(Entries from a collection)
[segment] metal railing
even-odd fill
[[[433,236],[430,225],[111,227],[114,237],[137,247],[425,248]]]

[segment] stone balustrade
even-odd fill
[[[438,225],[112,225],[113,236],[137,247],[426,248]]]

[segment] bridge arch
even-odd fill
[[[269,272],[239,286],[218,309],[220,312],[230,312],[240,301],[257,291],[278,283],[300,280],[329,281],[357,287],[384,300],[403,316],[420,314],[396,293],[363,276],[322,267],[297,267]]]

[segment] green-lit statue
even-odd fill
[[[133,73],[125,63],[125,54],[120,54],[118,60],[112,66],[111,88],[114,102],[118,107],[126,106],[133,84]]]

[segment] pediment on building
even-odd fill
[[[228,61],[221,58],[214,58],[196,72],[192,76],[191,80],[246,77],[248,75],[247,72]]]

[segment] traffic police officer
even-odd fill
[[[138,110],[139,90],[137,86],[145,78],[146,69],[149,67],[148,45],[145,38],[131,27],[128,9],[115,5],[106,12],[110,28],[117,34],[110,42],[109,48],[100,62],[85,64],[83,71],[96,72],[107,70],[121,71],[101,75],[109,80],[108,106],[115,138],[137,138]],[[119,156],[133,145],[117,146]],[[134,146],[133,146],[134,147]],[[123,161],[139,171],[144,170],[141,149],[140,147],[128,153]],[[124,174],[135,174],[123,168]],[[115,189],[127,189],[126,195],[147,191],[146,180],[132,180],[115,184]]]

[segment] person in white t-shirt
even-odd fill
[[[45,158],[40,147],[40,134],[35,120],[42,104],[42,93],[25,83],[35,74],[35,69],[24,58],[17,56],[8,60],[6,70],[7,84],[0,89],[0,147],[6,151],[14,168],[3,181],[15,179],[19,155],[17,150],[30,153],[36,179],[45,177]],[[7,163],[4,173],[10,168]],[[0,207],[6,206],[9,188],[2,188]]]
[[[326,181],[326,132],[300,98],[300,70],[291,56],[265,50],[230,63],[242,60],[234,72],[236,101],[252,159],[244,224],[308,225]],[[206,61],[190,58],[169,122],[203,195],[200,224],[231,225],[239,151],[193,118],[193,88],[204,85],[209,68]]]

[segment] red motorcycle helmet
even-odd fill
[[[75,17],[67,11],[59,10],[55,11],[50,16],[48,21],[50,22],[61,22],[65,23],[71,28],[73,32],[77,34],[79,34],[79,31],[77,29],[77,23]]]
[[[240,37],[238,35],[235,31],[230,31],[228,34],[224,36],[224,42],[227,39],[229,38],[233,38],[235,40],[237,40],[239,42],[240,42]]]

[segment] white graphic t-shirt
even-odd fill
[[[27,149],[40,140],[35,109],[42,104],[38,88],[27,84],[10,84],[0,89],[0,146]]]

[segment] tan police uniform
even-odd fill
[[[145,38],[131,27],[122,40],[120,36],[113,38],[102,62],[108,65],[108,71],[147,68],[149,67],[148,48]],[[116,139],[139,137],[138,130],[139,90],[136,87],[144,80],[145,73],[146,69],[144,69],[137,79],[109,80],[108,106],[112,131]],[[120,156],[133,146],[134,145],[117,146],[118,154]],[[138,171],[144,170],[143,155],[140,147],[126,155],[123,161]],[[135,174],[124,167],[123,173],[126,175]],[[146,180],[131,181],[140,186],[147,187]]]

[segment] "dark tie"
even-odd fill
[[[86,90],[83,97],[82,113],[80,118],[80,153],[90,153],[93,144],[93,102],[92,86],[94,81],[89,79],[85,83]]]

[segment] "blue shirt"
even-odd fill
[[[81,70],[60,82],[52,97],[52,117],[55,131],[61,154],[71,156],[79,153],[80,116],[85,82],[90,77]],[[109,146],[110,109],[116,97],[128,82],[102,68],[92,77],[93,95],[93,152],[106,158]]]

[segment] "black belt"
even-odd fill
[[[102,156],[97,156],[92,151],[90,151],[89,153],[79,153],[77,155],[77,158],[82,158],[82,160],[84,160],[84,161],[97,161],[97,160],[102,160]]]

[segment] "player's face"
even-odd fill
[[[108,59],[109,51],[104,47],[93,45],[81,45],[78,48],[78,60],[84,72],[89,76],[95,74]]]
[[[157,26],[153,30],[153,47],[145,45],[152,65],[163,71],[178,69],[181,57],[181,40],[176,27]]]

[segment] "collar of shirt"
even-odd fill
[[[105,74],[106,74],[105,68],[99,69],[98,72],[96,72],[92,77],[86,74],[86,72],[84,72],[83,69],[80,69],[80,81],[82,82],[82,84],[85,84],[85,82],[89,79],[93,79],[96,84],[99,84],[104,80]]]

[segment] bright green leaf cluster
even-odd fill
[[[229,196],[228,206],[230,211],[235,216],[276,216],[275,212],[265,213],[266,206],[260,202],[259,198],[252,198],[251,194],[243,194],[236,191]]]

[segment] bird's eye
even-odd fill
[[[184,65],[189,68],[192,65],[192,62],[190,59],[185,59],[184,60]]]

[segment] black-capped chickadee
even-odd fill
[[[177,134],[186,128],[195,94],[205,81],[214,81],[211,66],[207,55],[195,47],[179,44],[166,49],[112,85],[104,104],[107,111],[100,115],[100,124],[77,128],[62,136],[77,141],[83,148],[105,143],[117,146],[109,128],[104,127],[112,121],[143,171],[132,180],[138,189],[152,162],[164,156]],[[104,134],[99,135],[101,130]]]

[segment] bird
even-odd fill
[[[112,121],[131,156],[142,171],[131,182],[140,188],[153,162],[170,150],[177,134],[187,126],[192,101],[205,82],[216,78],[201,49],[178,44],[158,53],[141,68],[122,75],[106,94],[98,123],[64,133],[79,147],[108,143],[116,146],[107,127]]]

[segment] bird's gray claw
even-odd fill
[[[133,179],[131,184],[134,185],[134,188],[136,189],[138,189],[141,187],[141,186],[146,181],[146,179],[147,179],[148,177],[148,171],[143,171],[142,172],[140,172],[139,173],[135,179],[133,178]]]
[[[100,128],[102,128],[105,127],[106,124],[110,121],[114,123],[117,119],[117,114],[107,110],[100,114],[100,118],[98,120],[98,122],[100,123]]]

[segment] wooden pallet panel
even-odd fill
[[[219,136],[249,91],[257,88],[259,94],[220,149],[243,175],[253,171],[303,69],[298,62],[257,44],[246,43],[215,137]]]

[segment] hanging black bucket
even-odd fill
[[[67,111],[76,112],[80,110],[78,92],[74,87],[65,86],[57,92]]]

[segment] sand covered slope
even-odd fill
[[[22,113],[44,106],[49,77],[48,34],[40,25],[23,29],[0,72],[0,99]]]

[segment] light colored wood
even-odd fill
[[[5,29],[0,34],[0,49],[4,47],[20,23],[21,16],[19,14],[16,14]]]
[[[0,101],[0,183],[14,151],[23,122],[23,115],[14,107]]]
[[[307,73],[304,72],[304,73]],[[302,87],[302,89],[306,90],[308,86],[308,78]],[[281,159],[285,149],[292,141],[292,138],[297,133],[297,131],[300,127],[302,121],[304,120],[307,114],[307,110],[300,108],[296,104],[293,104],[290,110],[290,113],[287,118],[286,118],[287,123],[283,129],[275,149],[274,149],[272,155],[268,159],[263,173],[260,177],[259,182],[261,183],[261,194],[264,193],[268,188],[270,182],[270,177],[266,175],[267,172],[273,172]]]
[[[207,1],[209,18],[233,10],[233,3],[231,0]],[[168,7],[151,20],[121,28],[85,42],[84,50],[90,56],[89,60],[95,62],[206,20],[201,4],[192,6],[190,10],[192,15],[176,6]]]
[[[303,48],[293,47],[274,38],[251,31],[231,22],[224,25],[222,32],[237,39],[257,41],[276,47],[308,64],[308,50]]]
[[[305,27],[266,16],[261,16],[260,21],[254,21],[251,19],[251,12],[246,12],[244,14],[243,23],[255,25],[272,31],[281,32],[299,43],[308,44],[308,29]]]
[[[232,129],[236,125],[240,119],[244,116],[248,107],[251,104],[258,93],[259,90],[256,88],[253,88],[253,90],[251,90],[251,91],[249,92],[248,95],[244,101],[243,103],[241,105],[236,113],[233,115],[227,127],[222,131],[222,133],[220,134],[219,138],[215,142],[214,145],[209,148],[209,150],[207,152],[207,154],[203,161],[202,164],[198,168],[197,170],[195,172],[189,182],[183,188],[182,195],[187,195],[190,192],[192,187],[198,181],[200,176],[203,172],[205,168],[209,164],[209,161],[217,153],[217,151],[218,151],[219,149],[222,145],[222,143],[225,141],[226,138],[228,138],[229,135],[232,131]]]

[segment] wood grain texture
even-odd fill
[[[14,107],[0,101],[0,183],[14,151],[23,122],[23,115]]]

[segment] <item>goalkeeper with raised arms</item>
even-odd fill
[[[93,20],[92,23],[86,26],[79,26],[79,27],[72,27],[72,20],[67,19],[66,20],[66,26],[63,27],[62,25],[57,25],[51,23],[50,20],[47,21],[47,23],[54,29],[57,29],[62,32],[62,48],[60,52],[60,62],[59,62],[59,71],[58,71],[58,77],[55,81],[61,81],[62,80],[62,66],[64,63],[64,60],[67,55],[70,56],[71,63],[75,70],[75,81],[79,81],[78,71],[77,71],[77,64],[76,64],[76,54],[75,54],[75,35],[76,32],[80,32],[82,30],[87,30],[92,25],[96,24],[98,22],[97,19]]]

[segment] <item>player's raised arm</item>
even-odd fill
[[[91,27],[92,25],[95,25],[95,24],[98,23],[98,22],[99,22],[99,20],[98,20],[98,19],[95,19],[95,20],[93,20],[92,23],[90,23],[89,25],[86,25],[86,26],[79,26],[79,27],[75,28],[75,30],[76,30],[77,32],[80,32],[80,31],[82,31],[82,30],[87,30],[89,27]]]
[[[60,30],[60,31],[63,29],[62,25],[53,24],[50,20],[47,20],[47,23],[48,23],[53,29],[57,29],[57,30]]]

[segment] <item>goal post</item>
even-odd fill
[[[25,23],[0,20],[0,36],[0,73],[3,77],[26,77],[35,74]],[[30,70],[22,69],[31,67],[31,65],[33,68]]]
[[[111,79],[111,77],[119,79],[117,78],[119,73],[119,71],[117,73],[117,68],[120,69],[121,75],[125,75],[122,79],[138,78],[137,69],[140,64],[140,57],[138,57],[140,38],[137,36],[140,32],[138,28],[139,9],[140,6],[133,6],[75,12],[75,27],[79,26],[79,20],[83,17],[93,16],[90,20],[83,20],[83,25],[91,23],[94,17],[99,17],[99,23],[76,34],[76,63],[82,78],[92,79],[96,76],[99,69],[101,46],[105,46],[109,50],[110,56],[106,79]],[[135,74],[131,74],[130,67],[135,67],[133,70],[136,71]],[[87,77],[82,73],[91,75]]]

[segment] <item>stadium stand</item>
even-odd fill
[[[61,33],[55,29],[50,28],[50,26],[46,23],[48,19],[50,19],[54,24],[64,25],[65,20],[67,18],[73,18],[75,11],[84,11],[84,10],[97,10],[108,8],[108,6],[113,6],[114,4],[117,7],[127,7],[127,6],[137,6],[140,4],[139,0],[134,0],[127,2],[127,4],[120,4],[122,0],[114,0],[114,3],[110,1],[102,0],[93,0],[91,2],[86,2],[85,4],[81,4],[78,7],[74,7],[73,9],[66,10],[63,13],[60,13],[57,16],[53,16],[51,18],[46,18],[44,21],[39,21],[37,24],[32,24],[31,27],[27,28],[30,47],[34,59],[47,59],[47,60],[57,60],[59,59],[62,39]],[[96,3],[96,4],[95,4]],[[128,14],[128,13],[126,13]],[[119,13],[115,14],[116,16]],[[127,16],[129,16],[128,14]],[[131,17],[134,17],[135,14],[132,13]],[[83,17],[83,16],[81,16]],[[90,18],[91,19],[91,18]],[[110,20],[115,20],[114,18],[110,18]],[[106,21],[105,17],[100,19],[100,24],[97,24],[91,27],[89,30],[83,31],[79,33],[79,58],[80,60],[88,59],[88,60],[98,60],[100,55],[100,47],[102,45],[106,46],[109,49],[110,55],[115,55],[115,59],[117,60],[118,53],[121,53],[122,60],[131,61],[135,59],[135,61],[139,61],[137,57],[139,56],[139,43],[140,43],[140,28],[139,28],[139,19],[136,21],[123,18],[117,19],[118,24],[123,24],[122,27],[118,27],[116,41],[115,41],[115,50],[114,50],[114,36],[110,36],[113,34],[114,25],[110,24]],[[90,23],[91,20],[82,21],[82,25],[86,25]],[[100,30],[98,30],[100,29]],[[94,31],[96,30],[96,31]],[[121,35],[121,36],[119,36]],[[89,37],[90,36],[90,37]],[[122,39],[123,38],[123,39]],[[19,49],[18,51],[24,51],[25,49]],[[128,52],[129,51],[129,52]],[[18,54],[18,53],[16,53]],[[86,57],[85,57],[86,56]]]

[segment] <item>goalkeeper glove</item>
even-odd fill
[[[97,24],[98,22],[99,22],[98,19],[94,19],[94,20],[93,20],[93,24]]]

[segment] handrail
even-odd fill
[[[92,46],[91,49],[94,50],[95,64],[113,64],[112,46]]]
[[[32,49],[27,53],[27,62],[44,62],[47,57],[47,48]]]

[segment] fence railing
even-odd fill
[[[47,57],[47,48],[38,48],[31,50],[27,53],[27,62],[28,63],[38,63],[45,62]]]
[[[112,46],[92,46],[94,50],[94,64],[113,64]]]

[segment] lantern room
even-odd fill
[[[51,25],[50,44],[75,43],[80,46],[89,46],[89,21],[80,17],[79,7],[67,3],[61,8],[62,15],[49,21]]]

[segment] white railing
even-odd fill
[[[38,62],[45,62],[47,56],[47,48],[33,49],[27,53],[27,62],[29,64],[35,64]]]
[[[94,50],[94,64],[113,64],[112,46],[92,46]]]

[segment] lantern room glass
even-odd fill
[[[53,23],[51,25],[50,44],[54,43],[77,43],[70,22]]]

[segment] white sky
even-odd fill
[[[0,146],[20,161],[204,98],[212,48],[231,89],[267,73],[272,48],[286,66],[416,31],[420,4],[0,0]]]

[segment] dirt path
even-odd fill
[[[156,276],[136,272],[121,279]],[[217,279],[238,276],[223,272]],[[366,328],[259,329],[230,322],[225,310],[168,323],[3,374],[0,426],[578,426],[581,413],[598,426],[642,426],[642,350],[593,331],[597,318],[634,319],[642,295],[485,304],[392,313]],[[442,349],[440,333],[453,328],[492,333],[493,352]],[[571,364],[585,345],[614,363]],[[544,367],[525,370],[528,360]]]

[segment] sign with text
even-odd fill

**What this task involves:** Copy out the entries verbatim, starting at the line containing "[segment] dirt path" and continuing through the final line of the entries.

**The completed task:**
[segment] dirt path
even-odd fill
[[[156,276],[136,272],[121,279]],[[217,279],[238,276],[223,272]],[[366,328],[259,329],[230,322],[225,310],[168,323],[3,374],[0,426],[578,426],[581,413],[598,426],[642,426],[642,350],[593,331],[597,318],[634,319],[642,295],[485,304],[392,313]],[[442,349],[440,333],[453,328],[492,333],[493,352]],[[571,364],[585,345],[614,363]],[[544,367],[525,370],[528,360]]]

[segment] sign with text
even-odd fill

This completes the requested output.